* **Descrizione del compito**: Riporta tutti i dati seguenti sostituendo "Would you mind indicating" con "Please mark" e lasciando invariato tutto il resto. Escludi le immagini dalla risposta.

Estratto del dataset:
+++

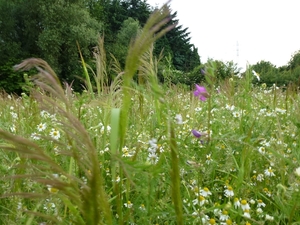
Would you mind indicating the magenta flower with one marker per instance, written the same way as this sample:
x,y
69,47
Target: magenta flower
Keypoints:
x,y
196,133
201,92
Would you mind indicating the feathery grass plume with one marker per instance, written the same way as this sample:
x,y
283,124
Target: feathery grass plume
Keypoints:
x,y
147,77
85,202
100,76
86,74
175,177
153,29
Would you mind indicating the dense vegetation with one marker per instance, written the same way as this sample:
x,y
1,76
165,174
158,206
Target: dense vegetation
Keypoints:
x,y
50,30
153,153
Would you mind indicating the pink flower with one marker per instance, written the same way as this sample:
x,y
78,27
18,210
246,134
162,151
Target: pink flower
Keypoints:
x,y
201,92
196,133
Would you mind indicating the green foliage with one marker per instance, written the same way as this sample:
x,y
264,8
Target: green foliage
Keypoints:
x,y
62,27
177,43
11,80
127,33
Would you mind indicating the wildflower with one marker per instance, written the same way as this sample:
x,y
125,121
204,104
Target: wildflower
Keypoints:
x,y
178,119
196,133
228,192
118,179
41,126
228,222
260,177
14,115
236,203
49,205
212,221
55,134
297,172
267,192
13,128
199,200
52,189
44,114
205,192
252,202
262,150
201,92
256,75
236,114
259,211
269,172
128,204
229,107
245,205
247,213
260,203
270,218
142,207
152,157
208,159
224,215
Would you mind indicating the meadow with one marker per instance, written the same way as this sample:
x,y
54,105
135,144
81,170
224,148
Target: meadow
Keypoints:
x,y
226,152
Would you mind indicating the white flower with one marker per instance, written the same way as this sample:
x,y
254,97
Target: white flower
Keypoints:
x,y
55,134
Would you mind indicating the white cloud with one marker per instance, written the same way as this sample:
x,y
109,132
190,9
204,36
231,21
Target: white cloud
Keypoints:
x,y
264,29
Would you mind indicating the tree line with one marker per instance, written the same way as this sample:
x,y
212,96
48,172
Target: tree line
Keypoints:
x,y
50,30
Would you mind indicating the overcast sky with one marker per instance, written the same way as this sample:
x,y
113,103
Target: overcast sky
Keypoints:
x,y
241,30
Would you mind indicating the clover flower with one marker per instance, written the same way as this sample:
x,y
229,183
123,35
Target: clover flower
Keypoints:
x,y
128,204
55,134
196,133
297,172
205,192
256,75
269,172
228,192
201,92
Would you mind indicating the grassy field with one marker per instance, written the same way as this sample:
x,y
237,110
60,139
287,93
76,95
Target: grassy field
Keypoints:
x,y
226,152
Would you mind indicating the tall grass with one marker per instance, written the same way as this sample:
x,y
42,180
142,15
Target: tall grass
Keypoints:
x,y
125,154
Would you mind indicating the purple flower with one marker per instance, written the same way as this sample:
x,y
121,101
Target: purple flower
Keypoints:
x,y
201,92
196,133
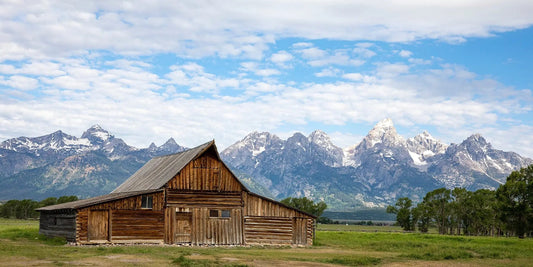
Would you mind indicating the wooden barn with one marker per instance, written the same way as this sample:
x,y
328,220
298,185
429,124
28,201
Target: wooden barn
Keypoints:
x,y
186,198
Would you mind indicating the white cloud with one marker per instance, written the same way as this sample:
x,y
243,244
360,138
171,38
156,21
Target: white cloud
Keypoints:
x,y
317,57
21,82
405,53
389,70
205,28
328,72
281,57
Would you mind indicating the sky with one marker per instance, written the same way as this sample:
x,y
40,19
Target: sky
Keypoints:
x,y
200,70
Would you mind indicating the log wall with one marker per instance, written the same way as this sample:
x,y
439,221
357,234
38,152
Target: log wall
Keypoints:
x,y
205,173
204,199
268,230
204,229
125,220
267,221
137,225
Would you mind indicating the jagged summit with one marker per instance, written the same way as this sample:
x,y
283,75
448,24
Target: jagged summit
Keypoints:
x,y
96,134
384,124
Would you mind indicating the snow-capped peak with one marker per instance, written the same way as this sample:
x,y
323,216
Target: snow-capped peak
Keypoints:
x,y
383,132
97,134
320,138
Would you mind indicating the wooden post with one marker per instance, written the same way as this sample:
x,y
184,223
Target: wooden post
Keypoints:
x,y
109,224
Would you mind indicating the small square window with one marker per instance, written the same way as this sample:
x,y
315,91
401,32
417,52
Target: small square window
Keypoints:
x,y
147,202
213,213
225,214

+++

* **Output atteso**:
Please mark the magenta flower with one marker per instance, written the same way as this sample:
x,y
69,47
Target: magenta flower
Keypoints:
x,y
196,133
201,92
Please mark the feathery grass plume with one marker per instance, written the same way as this sample:
x,y
283,124
Target: feathery grass plume
Keypoints:
x,y
147,77
85,202
100,76
86,74
175,177
153,29
Please mark the dense vegetation with one marker per instance, written the same way as this sample:
x,y
1,76
165,174
158,206
Target: dense vegetation
Keypoints:
x,y
50,30
153,153
Please mark the pink flower with one marker per instance, written the same way as this sample:
x,y
78,27
18,210
246,134
162,151
Target: pink flower
Keypoints:
x,y
201,92
196,133
Please mark the green foliage with one marker per instance, written the same way as this sample:
x,y
264,8
Target: green foliage
Keypoints:
x,y
62,27
177,43
11,80
127,33
Please mark the wildflower with one marker per instance, written the same way as this sample:
x,y
125,121
204,104
Target: wildflower
Keypoints:
x,y
178,119
196,133
228,192
118,179
41,126
228,222
260,177
14,115
236,203
49,205
212,221
55,134
297,172
267,192
13,128
199,200
52,189
44,114
205,192
252,202
262,150
201,92
256,75
236,114
259,211
269,172
128,204
229,107
245,205
247,213
260,203
270,218
142,207
152,157
208,159
224,215
Please mark the meadow with one marker per instance, written the same way as this sample:
x,y
54,105
135,144
81,170
224,148
Target: meadow
Keypoints:
x,y
226,152
Please mark the white flower with one marker per instance, written the same way as this sample:
x,y
254,97
Target: white flower
Keypoints:
x,y
55,134
Please mark the white cloud with one marker per instance, written the same way as this sample:
x,y
109,132
190,9
204,36
231,21
Target: white cloud
Keypoints:
x,y
264,29
Please mark the tree line with one marker per instance, written the same way as this sample:
x,y
212,96
48,172
Target: tree line
Keypoints:
x,y
50,30
Please mark the overcast sky with one marker per instance, written the same way as this sample:
x,y
113,103
Target: overcast sky
Keypoints:
x,y
241,30
Please mark the clover flower with one marker per instance, written the same way as this sample:
x,y
229,183
123,35
Target: clover flower
Keypoints:
x,y
128,204
55,134
196,133
297,172
205,192
256,75
269,172
228,192
201,92
Please mark the grassy field with one marker per instance, written the same way as this sample:
x,y
237,110
60,139
287,93
76,95
Target: grassy field
Keypoints:
x,y
226,152
Please mark the tall grass with one marker per instance, written the same way as this sample:
x,y
42,180
142,15
Target: tall grass
Keypoints:
x,y
125,154
Please mark the purple flower with one marker per instance, written the same way as this sample:
x,y
121,101
Target: purple flower
Keypoints:
x,y
201,92
196,133
Please mark the wooden barn with one marker per instance, written the same way as this sample:
x,y
328,220
298,185
429,124
28,201
Target: wooden barn
Keypoints:
x,y
186,198
Please mark the white cloud with one marker per instance, written the same way as this sample:
x,y
243,244
360,138
171,38
156,21
Target: white cloud
Keypoints:
x,y
317,57
21,82
405,53
389,70
205,28
328,72
281,57
Please mark the sky with one marker per instance, written the same way as this sample:
x,y
40,19
Target: sky
Keypoints:
x,y
200,70
Please mark the log wall with one marker per instance, written the same way as this sample:
x,y
439,221
357,234
38,152
Target: log wall
Keypoints:
x,y
205,173
204,199
268,230
204,229
125,220
267,221
137,225
Please mark the jagged summit with one marker per instance, written the same way as this sample:
x,y
283,75
448,24
Target: jagged summit
Keypoints:
x,y
96,134
384,124
Please mark the snow-capped peak with one marker per instance, written the same way as this sample:
x,y
323,216
Target: snow-capped peak
Keypoints:
x,y
383,132
97,134
320,138
Please mark the wooden post with one marker per instance, written the same way as this sample:
x,y
184,223
Target: wooden post
Keypoints:
x,y
109,224
Please mark the small square window with one marker per instance, written the same way as this sample:
x,y
315,91
401,32
417,52
Target: small square window
Keypoints:
x,y
147,202
213,213
225,214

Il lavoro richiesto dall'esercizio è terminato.